▸ **DIRECTIONS**:
Rewrite the records from the start through the line containing "positive clicks: (595, 326)", including that line, and change every "rough mask" to "coarse mask". Leave everything else in those lines unchanged.

[Extracted records]

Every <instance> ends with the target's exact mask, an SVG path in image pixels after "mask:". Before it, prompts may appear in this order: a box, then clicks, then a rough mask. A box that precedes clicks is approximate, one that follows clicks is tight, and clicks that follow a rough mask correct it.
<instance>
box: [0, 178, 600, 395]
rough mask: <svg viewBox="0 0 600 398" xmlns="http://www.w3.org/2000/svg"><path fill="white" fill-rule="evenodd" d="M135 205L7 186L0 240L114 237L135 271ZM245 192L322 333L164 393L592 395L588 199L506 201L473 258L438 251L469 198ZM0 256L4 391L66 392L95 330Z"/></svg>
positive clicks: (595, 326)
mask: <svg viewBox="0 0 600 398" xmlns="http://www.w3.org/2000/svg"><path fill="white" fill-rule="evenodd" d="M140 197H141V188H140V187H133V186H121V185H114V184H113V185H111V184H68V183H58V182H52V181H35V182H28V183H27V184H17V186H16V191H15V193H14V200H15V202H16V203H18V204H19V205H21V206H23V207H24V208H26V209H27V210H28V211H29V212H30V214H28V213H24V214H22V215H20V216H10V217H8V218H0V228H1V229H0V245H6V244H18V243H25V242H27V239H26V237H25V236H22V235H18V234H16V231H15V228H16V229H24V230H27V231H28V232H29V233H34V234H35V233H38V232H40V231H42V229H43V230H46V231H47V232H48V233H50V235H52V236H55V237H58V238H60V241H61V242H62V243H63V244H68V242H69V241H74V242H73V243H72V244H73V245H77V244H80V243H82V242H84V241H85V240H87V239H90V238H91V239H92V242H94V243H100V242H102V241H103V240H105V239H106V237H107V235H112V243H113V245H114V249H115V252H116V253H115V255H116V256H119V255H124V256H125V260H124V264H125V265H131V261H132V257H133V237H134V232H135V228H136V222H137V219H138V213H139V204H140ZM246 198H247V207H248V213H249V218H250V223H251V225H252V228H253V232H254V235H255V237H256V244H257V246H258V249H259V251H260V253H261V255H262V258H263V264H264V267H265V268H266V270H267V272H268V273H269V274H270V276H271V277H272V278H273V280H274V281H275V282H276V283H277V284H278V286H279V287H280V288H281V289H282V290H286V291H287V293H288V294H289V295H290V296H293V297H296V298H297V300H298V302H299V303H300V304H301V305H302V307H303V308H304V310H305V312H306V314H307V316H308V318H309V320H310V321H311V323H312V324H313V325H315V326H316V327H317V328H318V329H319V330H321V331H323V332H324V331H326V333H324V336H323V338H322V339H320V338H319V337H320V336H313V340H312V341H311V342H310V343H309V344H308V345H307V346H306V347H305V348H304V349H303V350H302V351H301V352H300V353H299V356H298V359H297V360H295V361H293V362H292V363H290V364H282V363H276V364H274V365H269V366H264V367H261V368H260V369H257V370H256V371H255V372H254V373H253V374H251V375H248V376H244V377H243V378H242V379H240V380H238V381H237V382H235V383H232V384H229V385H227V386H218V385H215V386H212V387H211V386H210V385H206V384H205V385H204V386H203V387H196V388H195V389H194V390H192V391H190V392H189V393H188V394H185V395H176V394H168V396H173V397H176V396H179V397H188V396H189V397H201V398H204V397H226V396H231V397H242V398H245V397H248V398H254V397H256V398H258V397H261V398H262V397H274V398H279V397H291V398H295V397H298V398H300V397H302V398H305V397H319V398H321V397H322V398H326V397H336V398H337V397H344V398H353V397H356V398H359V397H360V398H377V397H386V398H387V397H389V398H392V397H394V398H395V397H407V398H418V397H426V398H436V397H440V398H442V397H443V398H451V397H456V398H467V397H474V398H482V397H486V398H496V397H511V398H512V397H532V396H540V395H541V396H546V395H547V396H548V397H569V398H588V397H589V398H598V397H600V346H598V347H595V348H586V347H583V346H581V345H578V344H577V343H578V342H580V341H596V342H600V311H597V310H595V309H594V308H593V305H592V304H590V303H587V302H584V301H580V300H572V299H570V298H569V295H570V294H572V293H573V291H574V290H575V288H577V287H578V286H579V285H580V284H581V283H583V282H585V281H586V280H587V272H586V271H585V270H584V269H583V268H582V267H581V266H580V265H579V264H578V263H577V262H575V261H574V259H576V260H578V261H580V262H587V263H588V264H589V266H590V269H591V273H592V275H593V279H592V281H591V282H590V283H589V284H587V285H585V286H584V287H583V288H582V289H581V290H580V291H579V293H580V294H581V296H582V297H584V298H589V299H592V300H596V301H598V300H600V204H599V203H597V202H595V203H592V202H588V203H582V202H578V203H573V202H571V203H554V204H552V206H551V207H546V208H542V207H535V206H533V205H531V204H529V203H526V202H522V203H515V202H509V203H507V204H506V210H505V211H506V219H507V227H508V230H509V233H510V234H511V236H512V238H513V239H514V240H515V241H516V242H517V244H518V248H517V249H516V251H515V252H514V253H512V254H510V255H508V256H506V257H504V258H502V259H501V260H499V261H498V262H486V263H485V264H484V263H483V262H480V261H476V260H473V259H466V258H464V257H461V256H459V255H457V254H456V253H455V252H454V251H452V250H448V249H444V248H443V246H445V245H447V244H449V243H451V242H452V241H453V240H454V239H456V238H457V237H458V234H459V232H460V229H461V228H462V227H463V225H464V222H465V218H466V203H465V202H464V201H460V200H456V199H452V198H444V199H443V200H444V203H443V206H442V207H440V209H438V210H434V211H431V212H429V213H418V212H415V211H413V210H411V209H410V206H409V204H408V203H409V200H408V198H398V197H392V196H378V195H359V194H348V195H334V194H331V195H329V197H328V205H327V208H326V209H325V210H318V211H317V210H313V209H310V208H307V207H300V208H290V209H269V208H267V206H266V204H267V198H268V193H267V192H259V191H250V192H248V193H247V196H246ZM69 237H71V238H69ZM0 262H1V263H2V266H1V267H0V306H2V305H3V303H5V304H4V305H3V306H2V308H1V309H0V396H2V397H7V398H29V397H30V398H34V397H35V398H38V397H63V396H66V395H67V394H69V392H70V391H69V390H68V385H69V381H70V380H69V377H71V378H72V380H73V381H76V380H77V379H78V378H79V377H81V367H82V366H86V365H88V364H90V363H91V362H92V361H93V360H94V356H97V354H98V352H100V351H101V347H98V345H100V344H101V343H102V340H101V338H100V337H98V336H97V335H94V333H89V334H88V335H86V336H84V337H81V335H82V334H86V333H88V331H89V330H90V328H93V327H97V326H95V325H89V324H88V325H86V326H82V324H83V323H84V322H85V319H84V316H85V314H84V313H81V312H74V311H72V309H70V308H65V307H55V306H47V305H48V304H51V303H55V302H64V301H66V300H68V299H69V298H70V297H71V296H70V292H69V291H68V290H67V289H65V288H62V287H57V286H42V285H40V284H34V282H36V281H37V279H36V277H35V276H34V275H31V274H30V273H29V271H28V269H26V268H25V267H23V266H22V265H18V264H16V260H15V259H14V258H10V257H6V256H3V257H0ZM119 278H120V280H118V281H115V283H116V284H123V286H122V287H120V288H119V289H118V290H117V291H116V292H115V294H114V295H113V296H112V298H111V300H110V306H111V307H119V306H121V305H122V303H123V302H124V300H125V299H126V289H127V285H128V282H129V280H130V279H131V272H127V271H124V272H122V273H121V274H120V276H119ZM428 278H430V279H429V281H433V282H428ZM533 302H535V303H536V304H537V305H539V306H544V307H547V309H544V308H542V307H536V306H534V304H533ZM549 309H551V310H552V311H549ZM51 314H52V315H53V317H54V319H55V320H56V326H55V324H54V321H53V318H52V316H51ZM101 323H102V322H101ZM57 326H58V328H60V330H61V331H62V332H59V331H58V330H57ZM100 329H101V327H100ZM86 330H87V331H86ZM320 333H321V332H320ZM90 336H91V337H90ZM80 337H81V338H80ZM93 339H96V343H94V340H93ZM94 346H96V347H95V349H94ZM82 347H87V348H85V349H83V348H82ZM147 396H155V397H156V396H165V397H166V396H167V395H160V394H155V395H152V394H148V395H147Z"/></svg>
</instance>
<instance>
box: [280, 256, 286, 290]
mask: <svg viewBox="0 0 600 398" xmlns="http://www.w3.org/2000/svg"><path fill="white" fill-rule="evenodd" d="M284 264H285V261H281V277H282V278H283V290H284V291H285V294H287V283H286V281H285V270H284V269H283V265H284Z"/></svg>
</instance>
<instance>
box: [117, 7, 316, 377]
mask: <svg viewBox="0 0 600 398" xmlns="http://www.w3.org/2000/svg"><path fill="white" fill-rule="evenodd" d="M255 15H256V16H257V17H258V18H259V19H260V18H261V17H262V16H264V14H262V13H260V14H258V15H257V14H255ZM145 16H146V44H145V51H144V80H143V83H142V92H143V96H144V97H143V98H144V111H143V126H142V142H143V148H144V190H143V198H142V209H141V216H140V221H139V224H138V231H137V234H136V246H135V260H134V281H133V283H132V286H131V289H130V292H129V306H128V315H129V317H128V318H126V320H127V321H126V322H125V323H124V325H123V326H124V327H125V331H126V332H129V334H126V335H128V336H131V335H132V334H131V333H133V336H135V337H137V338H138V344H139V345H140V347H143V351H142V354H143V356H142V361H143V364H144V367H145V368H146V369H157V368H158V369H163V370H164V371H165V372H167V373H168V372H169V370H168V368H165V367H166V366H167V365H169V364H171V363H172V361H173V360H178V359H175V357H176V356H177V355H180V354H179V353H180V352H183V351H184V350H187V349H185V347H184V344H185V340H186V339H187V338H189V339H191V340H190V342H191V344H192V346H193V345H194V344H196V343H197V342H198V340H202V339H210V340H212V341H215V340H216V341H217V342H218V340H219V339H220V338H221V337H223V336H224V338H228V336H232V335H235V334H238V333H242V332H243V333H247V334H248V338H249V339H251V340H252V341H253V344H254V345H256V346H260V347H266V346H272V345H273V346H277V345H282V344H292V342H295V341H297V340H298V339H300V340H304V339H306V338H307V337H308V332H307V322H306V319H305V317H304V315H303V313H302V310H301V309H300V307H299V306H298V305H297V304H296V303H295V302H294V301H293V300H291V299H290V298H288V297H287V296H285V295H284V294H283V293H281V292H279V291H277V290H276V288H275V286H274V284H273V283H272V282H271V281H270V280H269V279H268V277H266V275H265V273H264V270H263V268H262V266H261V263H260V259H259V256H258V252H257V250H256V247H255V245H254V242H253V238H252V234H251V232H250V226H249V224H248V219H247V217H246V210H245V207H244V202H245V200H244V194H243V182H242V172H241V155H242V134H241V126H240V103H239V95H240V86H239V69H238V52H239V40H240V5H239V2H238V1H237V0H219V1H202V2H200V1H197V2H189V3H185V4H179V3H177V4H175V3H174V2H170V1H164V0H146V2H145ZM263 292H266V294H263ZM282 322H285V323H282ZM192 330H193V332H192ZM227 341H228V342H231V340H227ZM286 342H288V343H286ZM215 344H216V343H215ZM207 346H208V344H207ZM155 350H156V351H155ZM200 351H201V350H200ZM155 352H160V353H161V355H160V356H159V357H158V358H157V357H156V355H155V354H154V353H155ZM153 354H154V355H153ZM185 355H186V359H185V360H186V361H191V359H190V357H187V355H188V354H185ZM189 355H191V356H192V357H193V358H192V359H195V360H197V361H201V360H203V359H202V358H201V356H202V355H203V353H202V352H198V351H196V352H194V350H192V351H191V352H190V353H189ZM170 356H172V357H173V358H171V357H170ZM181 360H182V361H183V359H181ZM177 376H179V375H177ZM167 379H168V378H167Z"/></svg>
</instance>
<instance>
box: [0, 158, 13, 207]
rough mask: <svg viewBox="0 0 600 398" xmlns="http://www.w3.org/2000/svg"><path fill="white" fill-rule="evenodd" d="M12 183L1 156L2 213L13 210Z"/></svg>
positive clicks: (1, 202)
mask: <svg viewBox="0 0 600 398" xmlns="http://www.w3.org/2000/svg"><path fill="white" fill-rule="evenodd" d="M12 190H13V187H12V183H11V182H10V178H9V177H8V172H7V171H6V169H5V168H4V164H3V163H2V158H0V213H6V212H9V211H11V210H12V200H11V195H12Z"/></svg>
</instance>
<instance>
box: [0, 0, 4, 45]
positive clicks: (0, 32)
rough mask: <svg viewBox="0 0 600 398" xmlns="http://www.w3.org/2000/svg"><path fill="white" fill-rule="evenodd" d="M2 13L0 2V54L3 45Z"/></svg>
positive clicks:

▸ **WORKED SOLUTION**:
Every <instance> ends with the target's exact mask, an SVG path in image pixels after "mask:". Before it, prompts may appear in this order: a box, then clicks, then a coarse mask. A box that precedes clicks is approximate, one that follows clicks is tight, and clicks that follow a coarse mask correct it.
<instance>
box: [0, 178, 600, 395]
coarse mask: <svg viewBox="0 0 600 398" xmlns="http://www.w3.org/2000/svg"><path fill="white" fill-rule="evenodd" d="M135 205L7 186L0 240L114 237L135 271ZM245 192L322 333L164 393L592 395L588 199L506 201L473 258L438 251L469 198ZM0 256L4 391L66 392L95 330Z"/></svg>
positive clicks: (595, 326)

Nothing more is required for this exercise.